WHAT TO WORK ON: Render every line of the records below as a JSON list of strings, one string per line, with blank lines left out. Leave the pictures out of the answer.

EXTRACTED RECORDS:
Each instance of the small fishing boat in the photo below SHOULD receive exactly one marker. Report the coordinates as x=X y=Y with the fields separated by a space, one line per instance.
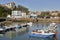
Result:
x=2 y=30
x=45 y=32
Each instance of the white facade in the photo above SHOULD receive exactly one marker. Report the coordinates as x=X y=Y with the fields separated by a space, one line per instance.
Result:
x=18 y=14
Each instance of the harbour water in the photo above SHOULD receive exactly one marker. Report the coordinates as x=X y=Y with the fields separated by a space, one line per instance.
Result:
x=13 y=35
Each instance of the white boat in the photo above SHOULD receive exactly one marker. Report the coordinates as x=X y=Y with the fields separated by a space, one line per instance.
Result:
x=45 y=32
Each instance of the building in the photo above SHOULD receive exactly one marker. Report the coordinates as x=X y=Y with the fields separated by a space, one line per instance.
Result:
x=18 y=14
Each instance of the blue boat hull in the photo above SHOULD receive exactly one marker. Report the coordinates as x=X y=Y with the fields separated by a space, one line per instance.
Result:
x=41 y=36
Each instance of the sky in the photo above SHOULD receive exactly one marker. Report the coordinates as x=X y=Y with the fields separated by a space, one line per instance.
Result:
x=36 y=5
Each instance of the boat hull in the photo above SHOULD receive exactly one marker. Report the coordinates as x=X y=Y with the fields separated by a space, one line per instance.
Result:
x=42 y=35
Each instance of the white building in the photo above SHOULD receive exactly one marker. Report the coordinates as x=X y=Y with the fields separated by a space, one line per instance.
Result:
x=18 y=14
x=9 y=5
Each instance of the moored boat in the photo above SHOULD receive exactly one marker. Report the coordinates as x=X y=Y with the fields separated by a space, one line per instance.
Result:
x=45 y=32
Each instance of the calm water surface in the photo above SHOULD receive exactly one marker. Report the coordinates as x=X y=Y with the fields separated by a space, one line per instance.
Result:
x=12 y=35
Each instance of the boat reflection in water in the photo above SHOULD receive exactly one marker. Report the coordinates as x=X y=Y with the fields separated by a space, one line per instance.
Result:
x=12 y=34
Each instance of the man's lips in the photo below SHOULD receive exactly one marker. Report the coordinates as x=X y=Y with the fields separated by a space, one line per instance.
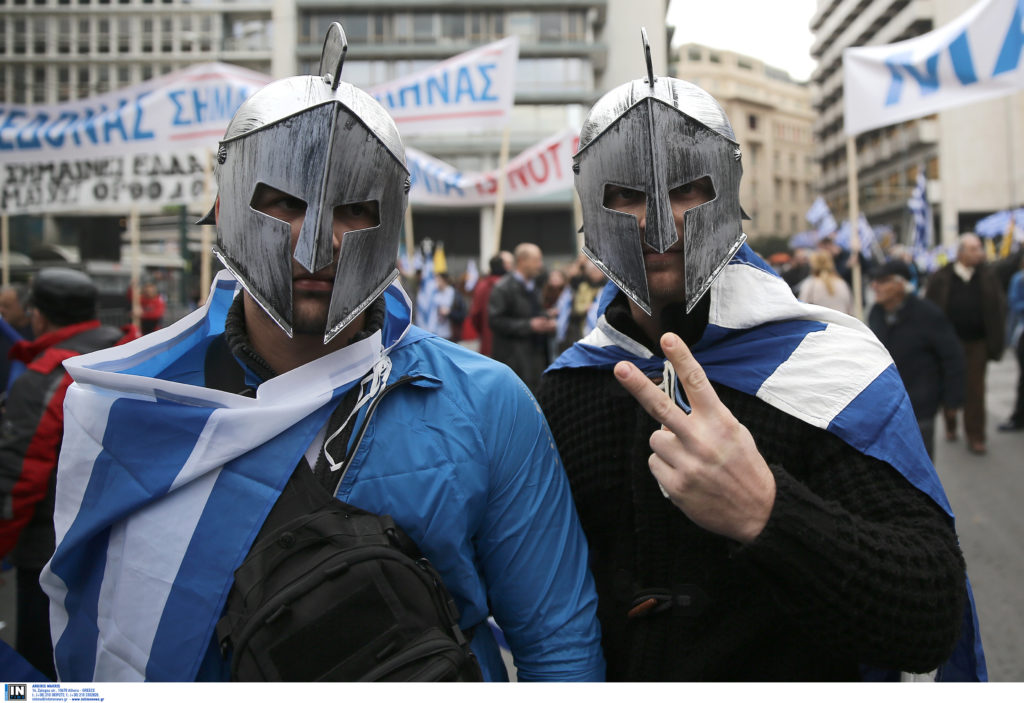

PROBLEM SOLUTION:
[
  "Each instance of the small fishing boat in the photo below SHOULD receive exactly one marker. Report the coordinates as x=X y=Y with the fields separated by a space, one line per instance.",
  "Result:",
  "x=2 y=30",
  "x=45 y=32",
  "Each instance of the white facade in the photo above SHOULD receive exactly one marker. Report the coordinates as x=X y=Y with the fields separated by a space, one line per instance.",
  "Result:",
  "x=18 y=14",
  "Each instance of the harbour water in the photo above SHOULD receive exactly one marker. Report the coordinates as x=X y=Y with the fields separated by a space, one line per instance.",
  "Result:",
  "x=13 y=35",
  "Each instance of the white boat in the photo above SHOULD receive exactly one marker. Report the coordinates as x=X y=Y with the fields separated by a space, one line per instance.",
  "Result:",
  "x=45 y=32",
  "Each instance of the building in the photo above SHOULD receive exactly one marker. Report the coordinates as x=X y=Y with the fields separated by a space, one line per instance.",
  "Result:",
  "x=18 y=14",
  "Each instance of the blue boat hull in the photo above SHOULD receive exactly one marker. Report the coordinates as x=X y=Y with the fields separated by a space, one line per instance.",
  "Result:",
  "x=41 y=36",
  "Each instance of the sky in the photo above SHOULD receive exactly one marker. Report the coordinates as x=X y=Y with the fields separated by a space, one line per instance.",
  "Result:",
  "x=36 y=5",
  "Each instance of the boat hull in the photo above SHOULD receive exactly one marker. Report the coordinates as x=X y=Y with the fields separated by a space, one line per instance.",
  "Result:",
  "x=42 y=35",
  "Each instance of the white building in the photo above SHOULD receive exactly one marker. Report the coordinates as x=X y=Y with the fields separated by a space, one line per instance.",
  "Result:",
  "x=18 y=14",
  "x=9 y=5",
  "Each instance of the moored boat in the photo above SHOULD receive exactly one marker. Report the coordinates as x=X y=Y with the fields separated by a space, one line per instance.",
  "Result:",
  "x=45 y=32",
  "Each instance of the calm water surface in the photo above SHOULD receive exactly one marker. Report the coordinates as x=X y=Y with the fields separated by a space, one line per instance.",
  "Result:",
  "x=12 y=35",
  "Each instance of the boat reflection in water in the photo above SHOULD receive exactly one marker. Report the coordinates as x=X y=Y with the fields separated by a space, one line per instance.",
  "Result:",
  "x=12 y=34",
  "Each instance of the man's lips in the photo below SHOULD receive exactly one marker. Report the coordinates as x=X y=Y with the fields separated by a space, one line per instance."
]